### EXCERPT
_ _ _

Op3 framework + V&V : 228 passed, 11 skipped, 0 failed
op3.anchors         : 134 passed
op3_studio backend  :  67 passed
────────────────────────────────────────────────────
Total               : 429 passed, 11 skipped, 0 failed

Note: pre-existing CI failures (missing NREL reference decks, ...) have been resolved with pytest.skipif guards in April 2026. CI now stays green on minimal checkouts that don't include the multi-GB reference data. See docs/AI_CODE_AUDIT_DEFENSE.md for outstanding dissertation-defense review items.

---

The Op³ story in one diagram

flowchart TD
    FIELD["`**🌊 FIELD MEASUREMENT**
    OMA accelerometers on nacelle
    → measured natural frequency f₁`"]

    CPT["`**🌱 SITE CHARACTERIZATION**
    CPT profile · cyclic loading history
    → layered soil state (Gₛ, φ, sᵤ)`"]

    subgraph MODEL [" 🏗️ Op³ FORWARD MODEL "]
        direction TB
        FE["`**OptumGX**
        3D FE limit analysis
        capacity + dissipation`"]
        BNWF["`**OpenSeesPy**
        1D BNWF structural dynamics
        Mode A / B / C / D`"]
        AHSE["`**OpenFAST v5**
        aero-hydro-servo-elastic
        coupled simulation`"]
        FE -- "CSV" --> BNWF -- "6×6 K_SSI" --> AHSE
    end

    DB["`**📦 MC DATABASE**
    1,794 Monte Carlo samples
    scour × soil × capacity × f₁`"]

    BAYES["`**🎯 BAYESIAN UPDATE**
    posterior on scour depth
    credible intervals · VoI`"]

    ACT["`**⚠️ PRESCRIPTIVE ACTION**
    monitor · inspect · backfill
    defensible decision under uncertainty`"]

    CPT --> MODEL
    MODEL --> DB
    FIELD --> BAYES
    DB --> BAYES
    BAYES --> ACT

    style FIELD fill:#1a1a2e,stroke:#58a6ff,color:#58a6ff
    style CPT fill:#1a1a2e,stroke:#58a6ff,color:#58a6ff
    style FE fill:#2e1a1a,stroke:#ff7b72,color:#ff7b72
    style BNWF fill:#0a2910,stroke:#3fb950,color:#3fb950
    style AHSE fill:#0a2910,stroke:#3fb950,color:#3fb950
    style DB fill:#1a1a2e,stroke:#58a6ff,color:#58a6ff
    style BAYES fill:#1a0a29,stroke:#bc8cff,color:#bc8cff
    style ACT fill:#2e1a1a,stroke:#e3b341,color:#e3b341

Loading

---

30-second introductions

🖥️ Web GUI (casual / demo) — recommended for first-time users

git clone https://github.com/ksk5429/numerical_model.git
cd numerical_model/op3_studio
cp .env.example .env            # add ANTHROPIC_API_KEY for AI chat
docker compose up               # backend :8000 + frontend :5173

Open http://localhost:5173, drag the scour slider, click "Generate report", type a question at the AI chat. The OpenAPI explorer is at http://localhost:8000/docs.

_ _ _

### RECORD EXTRACTS

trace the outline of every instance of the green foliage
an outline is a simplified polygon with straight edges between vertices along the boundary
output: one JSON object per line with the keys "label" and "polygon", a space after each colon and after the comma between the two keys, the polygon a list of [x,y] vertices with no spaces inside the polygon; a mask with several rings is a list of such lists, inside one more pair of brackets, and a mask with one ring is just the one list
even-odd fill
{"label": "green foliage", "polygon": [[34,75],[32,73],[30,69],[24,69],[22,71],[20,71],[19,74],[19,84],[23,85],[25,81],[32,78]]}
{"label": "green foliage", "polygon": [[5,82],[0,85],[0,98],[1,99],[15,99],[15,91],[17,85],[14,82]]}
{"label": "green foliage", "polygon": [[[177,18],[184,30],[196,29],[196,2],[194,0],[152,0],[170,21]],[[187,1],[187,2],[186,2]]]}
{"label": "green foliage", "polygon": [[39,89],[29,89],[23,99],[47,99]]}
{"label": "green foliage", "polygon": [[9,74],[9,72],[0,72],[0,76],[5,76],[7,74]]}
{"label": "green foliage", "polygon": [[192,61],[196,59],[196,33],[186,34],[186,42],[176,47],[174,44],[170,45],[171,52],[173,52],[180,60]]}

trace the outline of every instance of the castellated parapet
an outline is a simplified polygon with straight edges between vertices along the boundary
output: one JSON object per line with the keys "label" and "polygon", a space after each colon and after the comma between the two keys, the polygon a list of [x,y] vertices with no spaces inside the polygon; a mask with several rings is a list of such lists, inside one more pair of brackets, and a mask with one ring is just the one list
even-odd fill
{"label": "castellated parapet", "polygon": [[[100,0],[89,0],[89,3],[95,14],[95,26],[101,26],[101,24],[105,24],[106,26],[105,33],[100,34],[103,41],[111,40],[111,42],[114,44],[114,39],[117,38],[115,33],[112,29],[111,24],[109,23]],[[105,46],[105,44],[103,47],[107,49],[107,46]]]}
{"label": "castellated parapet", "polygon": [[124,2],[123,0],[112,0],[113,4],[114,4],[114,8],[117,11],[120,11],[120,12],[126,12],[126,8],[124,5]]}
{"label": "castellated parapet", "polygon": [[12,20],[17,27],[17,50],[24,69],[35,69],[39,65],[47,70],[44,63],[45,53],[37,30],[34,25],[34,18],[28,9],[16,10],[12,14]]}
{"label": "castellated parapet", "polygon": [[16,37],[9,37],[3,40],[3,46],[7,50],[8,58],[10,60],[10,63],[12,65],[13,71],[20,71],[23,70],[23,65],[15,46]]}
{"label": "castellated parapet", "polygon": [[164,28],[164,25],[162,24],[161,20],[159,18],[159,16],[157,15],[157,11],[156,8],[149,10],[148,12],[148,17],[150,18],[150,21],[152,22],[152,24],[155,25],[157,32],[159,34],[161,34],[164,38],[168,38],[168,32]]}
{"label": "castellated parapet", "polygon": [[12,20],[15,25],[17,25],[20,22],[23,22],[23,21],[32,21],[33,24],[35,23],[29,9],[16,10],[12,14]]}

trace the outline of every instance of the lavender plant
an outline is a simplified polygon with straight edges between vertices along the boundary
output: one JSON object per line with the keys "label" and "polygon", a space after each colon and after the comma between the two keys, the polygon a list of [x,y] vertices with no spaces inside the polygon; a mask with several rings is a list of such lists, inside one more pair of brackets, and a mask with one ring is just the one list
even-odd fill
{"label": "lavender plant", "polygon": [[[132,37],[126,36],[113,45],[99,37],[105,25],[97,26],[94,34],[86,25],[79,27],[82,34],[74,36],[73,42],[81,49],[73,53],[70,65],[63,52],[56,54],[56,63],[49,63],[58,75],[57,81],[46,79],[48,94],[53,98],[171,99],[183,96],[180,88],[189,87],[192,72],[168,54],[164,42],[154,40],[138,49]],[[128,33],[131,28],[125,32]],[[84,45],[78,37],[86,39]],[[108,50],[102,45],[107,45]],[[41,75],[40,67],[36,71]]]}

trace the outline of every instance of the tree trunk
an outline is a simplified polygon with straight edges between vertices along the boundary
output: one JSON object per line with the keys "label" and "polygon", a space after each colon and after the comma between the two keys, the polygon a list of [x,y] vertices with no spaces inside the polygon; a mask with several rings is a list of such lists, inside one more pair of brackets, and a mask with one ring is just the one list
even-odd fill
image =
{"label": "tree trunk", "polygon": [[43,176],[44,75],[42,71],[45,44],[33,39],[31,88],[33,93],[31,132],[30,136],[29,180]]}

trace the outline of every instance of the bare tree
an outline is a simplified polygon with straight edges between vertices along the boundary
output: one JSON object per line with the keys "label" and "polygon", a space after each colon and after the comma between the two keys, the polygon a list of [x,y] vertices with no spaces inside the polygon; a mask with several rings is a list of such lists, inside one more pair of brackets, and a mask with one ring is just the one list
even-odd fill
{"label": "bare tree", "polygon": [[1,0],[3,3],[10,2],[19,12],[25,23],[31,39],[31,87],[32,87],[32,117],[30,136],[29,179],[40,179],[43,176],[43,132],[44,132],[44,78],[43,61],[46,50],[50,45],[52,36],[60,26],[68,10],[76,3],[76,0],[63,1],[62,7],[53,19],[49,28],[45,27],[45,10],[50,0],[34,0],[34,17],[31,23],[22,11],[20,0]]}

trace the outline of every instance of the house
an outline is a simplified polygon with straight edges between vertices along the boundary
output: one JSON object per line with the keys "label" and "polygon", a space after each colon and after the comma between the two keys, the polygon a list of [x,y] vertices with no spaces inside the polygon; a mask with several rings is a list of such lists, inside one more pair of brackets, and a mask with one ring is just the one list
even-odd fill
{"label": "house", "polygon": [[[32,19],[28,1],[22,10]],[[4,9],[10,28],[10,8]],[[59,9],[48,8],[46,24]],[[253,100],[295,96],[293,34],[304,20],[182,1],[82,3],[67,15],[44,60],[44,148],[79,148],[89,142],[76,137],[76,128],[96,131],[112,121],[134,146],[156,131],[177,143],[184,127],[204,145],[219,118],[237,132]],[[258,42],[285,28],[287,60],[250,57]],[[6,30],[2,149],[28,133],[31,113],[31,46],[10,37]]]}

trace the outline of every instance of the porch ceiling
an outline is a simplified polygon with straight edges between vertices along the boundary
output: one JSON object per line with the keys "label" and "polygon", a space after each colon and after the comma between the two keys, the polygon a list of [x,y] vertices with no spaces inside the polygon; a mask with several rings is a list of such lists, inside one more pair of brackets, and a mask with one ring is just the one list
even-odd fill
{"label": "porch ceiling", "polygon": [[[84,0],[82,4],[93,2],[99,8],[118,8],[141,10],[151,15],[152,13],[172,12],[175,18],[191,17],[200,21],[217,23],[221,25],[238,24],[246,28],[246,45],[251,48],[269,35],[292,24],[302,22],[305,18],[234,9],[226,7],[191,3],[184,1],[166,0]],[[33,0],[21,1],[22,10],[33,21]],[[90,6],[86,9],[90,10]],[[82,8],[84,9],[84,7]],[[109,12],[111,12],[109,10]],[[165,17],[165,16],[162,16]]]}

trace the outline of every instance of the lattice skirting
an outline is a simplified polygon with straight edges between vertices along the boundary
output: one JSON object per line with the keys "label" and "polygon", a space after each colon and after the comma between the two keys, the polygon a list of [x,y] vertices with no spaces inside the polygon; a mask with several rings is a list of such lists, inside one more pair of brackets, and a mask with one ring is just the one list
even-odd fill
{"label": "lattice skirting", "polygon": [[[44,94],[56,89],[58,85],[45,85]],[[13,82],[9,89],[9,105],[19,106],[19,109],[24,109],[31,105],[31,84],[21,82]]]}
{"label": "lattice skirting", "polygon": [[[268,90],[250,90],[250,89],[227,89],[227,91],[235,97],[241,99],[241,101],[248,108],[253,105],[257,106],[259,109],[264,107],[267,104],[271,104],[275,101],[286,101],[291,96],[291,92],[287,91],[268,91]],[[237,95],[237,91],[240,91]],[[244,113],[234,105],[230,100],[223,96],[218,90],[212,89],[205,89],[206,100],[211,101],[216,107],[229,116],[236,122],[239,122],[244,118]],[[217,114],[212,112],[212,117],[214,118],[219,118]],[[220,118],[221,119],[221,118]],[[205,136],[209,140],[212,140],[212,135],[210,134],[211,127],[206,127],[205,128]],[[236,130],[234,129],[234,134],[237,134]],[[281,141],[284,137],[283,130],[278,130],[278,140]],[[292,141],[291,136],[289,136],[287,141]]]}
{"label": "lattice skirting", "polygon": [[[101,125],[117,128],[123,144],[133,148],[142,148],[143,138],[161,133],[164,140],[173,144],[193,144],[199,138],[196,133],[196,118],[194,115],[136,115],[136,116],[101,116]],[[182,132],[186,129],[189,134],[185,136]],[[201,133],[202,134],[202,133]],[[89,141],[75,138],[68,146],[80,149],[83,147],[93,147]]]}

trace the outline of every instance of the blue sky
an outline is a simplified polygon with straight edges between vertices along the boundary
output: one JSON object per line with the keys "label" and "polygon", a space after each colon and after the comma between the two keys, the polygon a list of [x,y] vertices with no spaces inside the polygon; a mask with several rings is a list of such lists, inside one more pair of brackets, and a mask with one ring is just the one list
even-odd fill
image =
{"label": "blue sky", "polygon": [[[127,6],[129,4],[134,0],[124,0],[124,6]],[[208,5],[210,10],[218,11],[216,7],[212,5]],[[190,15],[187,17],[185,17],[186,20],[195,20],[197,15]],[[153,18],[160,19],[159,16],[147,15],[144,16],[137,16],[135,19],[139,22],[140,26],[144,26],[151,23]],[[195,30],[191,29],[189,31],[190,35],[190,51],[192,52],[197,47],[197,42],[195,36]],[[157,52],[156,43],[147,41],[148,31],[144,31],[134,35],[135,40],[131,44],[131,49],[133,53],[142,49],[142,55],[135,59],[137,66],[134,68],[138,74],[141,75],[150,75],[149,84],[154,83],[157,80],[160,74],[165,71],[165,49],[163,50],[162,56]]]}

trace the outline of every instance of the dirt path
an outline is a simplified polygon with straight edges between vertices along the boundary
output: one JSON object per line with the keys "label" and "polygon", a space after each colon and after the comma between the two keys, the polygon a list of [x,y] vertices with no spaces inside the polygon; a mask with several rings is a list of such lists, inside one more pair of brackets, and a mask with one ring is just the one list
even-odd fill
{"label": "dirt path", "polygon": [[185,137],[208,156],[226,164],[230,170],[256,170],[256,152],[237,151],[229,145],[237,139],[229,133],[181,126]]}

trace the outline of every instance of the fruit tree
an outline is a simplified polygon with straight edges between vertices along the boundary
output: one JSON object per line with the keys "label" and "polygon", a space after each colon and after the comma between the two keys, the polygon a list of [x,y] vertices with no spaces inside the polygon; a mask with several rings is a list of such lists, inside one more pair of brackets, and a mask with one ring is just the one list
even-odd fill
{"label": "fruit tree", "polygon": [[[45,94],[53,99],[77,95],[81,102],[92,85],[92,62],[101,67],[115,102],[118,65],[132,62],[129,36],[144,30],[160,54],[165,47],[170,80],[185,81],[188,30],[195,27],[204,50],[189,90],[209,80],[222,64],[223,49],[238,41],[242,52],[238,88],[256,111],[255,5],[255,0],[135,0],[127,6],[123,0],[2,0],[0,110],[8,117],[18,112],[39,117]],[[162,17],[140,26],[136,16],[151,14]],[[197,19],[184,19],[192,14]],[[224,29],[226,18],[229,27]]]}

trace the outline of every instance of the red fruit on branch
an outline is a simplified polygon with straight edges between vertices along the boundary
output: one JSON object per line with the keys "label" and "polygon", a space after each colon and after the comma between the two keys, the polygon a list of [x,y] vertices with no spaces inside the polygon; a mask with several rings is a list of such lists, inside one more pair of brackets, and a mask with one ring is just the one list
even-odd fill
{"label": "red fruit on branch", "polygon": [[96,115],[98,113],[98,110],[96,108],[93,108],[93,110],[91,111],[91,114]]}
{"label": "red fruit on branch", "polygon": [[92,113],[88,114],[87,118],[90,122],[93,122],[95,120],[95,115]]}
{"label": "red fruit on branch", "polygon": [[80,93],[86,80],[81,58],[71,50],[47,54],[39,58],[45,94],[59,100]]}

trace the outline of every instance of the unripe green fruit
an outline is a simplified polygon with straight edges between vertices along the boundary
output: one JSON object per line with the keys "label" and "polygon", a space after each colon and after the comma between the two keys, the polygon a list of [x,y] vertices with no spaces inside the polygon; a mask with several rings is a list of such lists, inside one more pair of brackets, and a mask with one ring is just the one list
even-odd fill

_ _ _

Can you rewrite the stretch of the Op³ excerpt from "Note: pre-existing CI" through "dissertation-defense review items.", putting "shallow clones" in place of "minimal checkouts"?

### THE REPLY
Note: pre-existing CI failures (missing NREL reference decks, ...) have been resolved with pytest.skipif guards in April 2026. CI now stays green on shallow clones that don't include the multi-GB reference data. See docs/AI_CODE_AUDIT_DEFENSE.md for outstanding dissertation-defense review items.